■ **Task goal**
Pull out every line of the entries below that contains the word "railing", matching its capitalization exactly.
**** Material provided
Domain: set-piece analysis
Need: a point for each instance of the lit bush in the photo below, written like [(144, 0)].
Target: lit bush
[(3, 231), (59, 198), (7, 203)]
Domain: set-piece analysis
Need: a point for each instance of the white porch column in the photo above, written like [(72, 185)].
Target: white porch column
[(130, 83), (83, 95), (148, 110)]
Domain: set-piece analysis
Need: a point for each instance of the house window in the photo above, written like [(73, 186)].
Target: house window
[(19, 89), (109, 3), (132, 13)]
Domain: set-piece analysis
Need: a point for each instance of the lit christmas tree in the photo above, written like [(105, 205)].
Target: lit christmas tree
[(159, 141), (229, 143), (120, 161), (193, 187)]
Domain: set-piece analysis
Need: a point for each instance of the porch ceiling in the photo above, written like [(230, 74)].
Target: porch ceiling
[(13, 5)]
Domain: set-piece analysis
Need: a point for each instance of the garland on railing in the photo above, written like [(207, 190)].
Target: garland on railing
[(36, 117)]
********
**** Material provided
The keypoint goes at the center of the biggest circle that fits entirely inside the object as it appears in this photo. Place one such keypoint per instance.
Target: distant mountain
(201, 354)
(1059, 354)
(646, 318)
********
■ **The solution**
Need: a point for each instance of the garland on railing in the photo above, written like [(207, 190)].
Target: garland on railing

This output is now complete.